Enunciado 1
Como você resumiria em duas frases o trecho sobre o #primeiroassédio?

#### Trecho dado

Meu
primeiro assédio, uma confissão. Ou quase.
Além disso, esse espaço
narrativo também deve servir – principalmente
–para os homens explicitarem sua própria empáfia e sentimento de superioridade.
Admitirem e deixarem visível o seu prazer
pela dominação, seu prazer pelo conforto do privilégio. O prazer de ser aquele
que manda, o prazer de ser aquele que é obedecido e vê o outro se submeter.
Como é sentir isso parceiro, conta aí. Tem coragem?
Uma das coisas que tem estado muito
presente esses dias no universo da internet
é o tal #primeiroassédio. Parece que tem
uma moça de doze anos em um programa de TV aí que anda sendo comentada e
assediada como se fosse uma mulher adulta. Por conta desse acontecimento, uma
organização resolveu lançar essa campanha que consiste em contar na internet como
foi o seu primeiro assédio sofrido. Mais de setenta mil mulheres mandaram seus
relatos e a coisa ganhou grande repercussão.
Daí
que uma amiga compartilhou o relato de uma cara chamado João, que resolveu
escrever sobre seu primeiro assédio. Só que com uma diferença. Ele relatou o
assédio em que ele era o assediador. Contou como foi assediar uma amiga sua no
meio da rua quando ele tinha catorze anos. E de como se sentiu e o que pensa
sobre isso agora, duas décadas depois. Eu
gostei muito do escrito dele.
Já pensou se nós homens resolvêssemos admitir
e discutir como temos reproduzido e sido – por vezes sem ter a menor
consciência disso – veículos desse projeto civilizatório estruturado na
violência de gênero? E se setenta mil homens resolvessem contar como fizeram e
como se sentiram ao cometer um assédio sexual, um abuso ou um estupro. Dá pra
imaginar uma coisa dessas? Eu juro que eu não consigo nem imaginar. Juntamente
daquelas que sofreram, íamos ter acesso ao sem número de histórias de quem faz sofrer e se omite sobre isso.
Eu
aqui comigo mesmo fico pensando que um acontecimento assim mereceria uma dessas
metáforas mirabolantes do Italo Calvino,
ou então um desses escritos do Saramago que consegue dizer das coisas miúdas e
magnânimas em uma mesma imagem definitiva. Algo como uma tempestade sem fim só
que ao contrário, ou um reino que todos resolveram passar um ano todo andando
para trás, sei lá. Como não tenho a menos capacidade pra isso, me permito apenas
começar a imaginar. E, na dimensão pessoal, puxar de leve o fio dessas memórias
e andar um poquinho pra trás em mim mesmo. Nas minhas próprias memórias
escondidas.
Daí
que fui atrás do meu primeiro assédio. Até esse instante que estou escrevendo
não tinha lembrado do que podia ser isso. Depois de um tempo aqui lembrei. Escrever é uma
coisa tão boa né... os trem aparece na cabeça... Daí lembrei de algo que me
senti inclinado a fazer uma vez há um tempão atrás. Violência de classe, de gênero.

########

Enunciado 2
Converta em lista numerada a parte das linhas de dados que começa na primeira linha e termina na linha que contém "[181,110,237,159]", incluindo as duas pontas e omitindo as linhas em branco.

#### Linhas fornecidas

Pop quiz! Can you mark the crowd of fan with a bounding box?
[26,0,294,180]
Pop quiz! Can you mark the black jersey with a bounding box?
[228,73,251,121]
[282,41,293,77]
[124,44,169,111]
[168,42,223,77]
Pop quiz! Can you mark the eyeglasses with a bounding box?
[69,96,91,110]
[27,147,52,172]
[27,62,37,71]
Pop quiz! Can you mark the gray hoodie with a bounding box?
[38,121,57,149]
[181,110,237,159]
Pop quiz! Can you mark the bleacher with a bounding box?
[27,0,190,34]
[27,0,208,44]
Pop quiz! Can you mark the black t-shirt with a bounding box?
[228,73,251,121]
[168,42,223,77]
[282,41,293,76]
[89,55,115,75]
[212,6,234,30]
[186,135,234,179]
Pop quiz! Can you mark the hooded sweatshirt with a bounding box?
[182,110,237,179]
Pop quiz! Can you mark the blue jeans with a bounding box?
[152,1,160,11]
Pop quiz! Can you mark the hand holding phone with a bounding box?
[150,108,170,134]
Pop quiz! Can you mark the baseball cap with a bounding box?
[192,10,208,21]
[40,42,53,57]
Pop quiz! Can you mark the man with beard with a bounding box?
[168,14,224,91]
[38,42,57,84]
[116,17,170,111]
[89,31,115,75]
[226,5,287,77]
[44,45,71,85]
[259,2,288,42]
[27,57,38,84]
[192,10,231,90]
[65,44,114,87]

########

Resolução 1
A campanha #primeiroassédio surgiu depois que uma menina de doze anos em um programa de TV passou a ser assediada como se fosse adulta, e mais de setenta mil mulheres enviaram relatos; o autor elogia o relato de João, que contou como assediou uma amiga na rua aos catorze anos. O autor propõe que os homens admitam e discutam os assédios que cometeram e o prazer que sentem pela dominação, e então vai buscar na própria memória o seu primeiro assédio.

Resolução 2
1. Pop quiz! Can you mark the crowd of fan with a bounding box?
2. [26,0,294,180]
3. Pop quiz! Can you mark the black jersey with a bounding box?
4. [228,73,251,121]
5. [282,41,293,77]
6. [124,44,169,111]
7. [168,42,223,77]
8. Pop quiz! Can you mark the eyeglasses with a bounding box?
9. [69,96,91,110]
10. [27,147,52,172]
11. [27,62,37,71]
12. Pop quiz! Can you mark the gray hoodie with a bounding box?
13. [38,121,57,149]
14. [181,110,237,159]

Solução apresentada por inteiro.